* Exercise description *
Set down, exactly as written, the lines from the line holding "Can you find the yellow" to the end of the data, inclusive, skipping any pictures.

++++ Data shown ++++

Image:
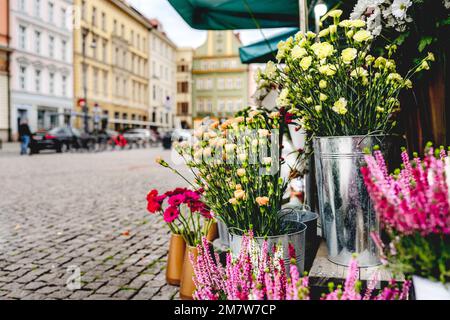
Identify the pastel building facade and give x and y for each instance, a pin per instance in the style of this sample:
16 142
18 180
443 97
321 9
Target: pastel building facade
184 86
220 80
111 64
162 69
4 71
41 63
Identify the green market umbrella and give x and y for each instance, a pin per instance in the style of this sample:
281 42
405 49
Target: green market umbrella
238 14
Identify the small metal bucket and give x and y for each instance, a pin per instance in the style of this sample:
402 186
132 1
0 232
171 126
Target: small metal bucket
346 212
224 235
309 218
296 238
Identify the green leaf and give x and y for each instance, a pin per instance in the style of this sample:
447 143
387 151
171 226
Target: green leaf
444 22
424 42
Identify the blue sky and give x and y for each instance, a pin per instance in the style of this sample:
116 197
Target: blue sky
179 31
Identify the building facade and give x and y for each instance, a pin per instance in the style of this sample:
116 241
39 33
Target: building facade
162 67
111 65
184 86
4 71
220 80
41 63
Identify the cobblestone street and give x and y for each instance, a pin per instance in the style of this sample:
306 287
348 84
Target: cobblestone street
84 212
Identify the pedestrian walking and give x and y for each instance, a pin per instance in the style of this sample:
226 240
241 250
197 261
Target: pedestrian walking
24 136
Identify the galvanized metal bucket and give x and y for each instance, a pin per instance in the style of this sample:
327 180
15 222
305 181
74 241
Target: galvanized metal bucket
296 238
224 236
346 212
309 218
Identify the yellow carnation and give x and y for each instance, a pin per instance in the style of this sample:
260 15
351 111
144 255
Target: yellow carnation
305 63
362 35
340 106
298 52
322 49
349 54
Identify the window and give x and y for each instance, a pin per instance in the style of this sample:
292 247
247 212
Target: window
94 47
64 50
95 80
105 83
183 108
209 84
51 46
22 77
94 16
230 106
200 105
105 51
83 9
221 106
51 83
238 83
37 8
103 21
64 86
183 87
209 106
63 18
37 81
239 105
22 37
22 5
220 83
199 84
51 7
229 83
37 41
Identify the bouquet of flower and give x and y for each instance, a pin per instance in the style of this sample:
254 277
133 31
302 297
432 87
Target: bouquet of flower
413 205
185 213
237 164
332 84
404 21
258 275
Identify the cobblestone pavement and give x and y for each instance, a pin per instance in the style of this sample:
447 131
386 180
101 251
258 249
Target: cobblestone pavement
60 212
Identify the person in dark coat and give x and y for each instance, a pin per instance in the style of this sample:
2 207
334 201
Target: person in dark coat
24 136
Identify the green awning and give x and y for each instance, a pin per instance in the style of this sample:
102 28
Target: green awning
264 50
238 14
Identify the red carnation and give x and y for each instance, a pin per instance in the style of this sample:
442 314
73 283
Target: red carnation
171 214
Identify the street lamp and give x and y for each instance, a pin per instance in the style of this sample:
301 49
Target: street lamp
319 10
85 106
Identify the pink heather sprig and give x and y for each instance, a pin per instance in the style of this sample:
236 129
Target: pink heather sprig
415 199
242 279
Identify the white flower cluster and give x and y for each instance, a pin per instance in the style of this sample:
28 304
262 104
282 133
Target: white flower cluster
380 14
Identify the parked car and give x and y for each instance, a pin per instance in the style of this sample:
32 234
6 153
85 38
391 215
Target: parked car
60 139
181 135
138 137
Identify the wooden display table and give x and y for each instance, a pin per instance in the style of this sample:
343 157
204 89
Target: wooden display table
323 270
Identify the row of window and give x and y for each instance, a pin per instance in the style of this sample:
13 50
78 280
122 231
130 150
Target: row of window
234 83
160 95
41 77
25 7
162 72
162 48
53 48
218 64
135 39
205 105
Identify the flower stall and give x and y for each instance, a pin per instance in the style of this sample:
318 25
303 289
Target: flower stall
339 97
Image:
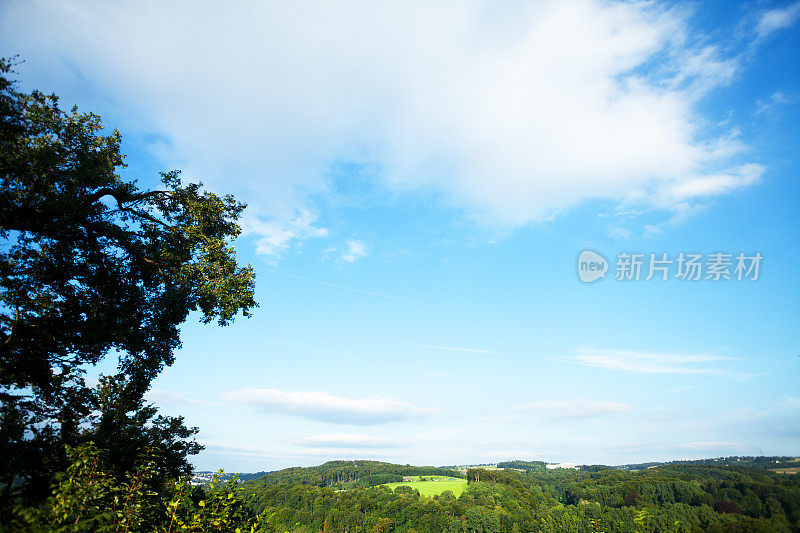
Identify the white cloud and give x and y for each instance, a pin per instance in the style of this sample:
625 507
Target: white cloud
778 19
346 440
708 444
776 99
574 408
355 251
324 407
651 363
170 397
277 236
512 111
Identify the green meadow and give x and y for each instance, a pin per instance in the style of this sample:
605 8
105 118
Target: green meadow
436 485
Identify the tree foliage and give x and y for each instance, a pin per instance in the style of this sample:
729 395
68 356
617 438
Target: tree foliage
90 265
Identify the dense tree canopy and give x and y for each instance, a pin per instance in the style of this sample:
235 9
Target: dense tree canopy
91 265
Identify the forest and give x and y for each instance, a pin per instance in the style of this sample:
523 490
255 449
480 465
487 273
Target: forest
685 497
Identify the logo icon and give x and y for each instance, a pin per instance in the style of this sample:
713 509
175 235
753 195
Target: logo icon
591 266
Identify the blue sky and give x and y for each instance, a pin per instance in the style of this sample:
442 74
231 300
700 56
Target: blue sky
421 179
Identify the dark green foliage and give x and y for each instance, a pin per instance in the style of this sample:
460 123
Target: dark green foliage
345 473
91 265
88 497
674 498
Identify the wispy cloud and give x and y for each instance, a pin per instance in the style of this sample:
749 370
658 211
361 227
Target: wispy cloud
276 236
775 100
513 117
324 407
355 251
652 363
451 348
346 440
708 444
170 397
345 287
792 402
778 19
573 408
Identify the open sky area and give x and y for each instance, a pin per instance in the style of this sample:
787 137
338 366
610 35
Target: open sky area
421 178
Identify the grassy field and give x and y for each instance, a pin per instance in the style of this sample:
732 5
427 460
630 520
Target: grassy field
432 488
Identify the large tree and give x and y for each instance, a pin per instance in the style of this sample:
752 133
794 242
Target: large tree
91 265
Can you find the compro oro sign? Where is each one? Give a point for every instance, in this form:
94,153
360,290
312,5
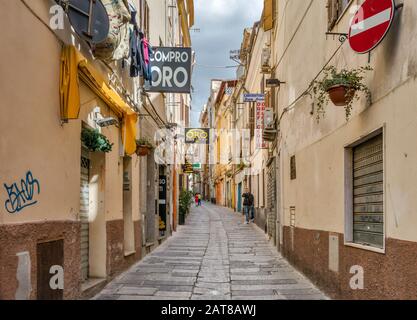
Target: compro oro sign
171,70
370,24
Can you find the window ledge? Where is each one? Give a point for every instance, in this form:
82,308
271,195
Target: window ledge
363,247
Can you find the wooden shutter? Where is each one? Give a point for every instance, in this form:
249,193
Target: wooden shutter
333,12
368,193
84,213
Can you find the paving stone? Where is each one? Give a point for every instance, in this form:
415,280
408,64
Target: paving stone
137,291
174,294
266,282
254,293
254,298
213,257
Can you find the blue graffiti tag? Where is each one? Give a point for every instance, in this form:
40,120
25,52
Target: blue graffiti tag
23,197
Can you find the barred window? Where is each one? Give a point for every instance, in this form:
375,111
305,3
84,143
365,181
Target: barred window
335,9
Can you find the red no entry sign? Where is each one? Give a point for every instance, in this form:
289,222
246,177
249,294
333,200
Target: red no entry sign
370,24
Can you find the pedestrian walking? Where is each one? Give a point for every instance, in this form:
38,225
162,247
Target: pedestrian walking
248,206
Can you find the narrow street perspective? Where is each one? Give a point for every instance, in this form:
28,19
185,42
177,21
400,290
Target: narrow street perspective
215,256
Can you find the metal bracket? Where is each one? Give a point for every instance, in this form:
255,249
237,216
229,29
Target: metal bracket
342,36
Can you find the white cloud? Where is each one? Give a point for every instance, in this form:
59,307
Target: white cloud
221,23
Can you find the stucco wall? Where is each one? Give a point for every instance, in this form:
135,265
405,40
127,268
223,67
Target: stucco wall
318,191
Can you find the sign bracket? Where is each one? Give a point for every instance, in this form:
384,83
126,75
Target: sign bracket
342,36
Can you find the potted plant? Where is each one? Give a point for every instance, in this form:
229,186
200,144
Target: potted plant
143,147
94,141
341,87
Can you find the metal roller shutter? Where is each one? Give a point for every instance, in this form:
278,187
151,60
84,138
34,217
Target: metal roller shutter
368,193
84,213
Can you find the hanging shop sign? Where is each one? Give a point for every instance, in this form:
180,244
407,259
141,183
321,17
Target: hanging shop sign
187,168
171,70
370,24
260,125
89,19
197,136
163,202
253,97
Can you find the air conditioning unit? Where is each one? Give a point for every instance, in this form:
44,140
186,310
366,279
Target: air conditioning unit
266,60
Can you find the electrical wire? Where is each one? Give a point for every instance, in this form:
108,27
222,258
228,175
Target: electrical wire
216,67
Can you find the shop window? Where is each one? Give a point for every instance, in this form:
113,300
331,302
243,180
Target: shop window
335,9
144,16
365,192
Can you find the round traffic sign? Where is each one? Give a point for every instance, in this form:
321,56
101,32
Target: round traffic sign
370,24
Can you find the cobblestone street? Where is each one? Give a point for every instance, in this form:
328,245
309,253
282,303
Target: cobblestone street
213,257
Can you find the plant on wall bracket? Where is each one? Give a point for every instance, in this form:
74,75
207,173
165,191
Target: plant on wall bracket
143,147
94,141
341,87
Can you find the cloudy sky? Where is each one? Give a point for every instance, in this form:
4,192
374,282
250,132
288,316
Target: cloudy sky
221,24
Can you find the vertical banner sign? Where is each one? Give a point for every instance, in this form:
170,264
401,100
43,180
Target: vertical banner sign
260,125
163,202
197,136
171,70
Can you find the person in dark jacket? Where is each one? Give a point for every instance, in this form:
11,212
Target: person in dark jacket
248,206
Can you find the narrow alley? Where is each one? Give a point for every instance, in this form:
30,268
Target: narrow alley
213,257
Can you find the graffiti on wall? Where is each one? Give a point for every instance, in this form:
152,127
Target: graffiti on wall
23,195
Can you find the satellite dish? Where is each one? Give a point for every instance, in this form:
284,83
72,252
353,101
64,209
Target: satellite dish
89,19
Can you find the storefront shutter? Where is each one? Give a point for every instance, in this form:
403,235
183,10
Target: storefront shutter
368,193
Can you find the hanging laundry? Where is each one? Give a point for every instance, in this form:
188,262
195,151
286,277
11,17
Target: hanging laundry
116,46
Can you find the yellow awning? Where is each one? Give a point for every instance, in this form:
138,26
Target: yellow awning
74,66
268,15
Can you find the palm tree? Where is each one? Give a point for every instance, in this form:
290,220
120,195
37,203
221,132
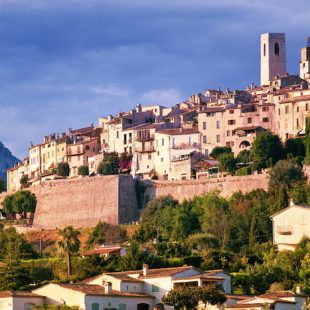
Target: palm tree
69,242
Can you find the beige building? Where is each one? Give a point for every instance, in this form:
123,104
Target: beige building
290,225
19,300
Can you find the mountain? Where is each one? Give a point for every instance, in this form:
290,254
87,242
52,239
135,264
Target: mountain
7,160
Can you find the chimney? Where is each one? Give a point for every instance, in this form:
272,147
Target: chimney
107,286
145,269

++++

* Answer for the task *
Can you find the yellow awning? Where is each one? Give a point for every instance, in this form:
138,26
Target: yellow awning
74,66
268,15
Can you find the palm tree? Where is each one? Give a point for every instance, in this form:
290,220
120,195
37,203
221,132
Target: palm tree
69,242
Can you find the beige building? Where is each one? Give a point for every instance, in this form:
123,104
Target: beige building
290,225
19,300
Can you find the mountain? Where is each one? Give a point for every instance, in this form:
290,254
87,242
52,239
135,264
Target: mountain
7,160
Can you find the chimney? Where is each one? Give a point for every instance, in this form:
272,147
Target: chimney
107,286
145,269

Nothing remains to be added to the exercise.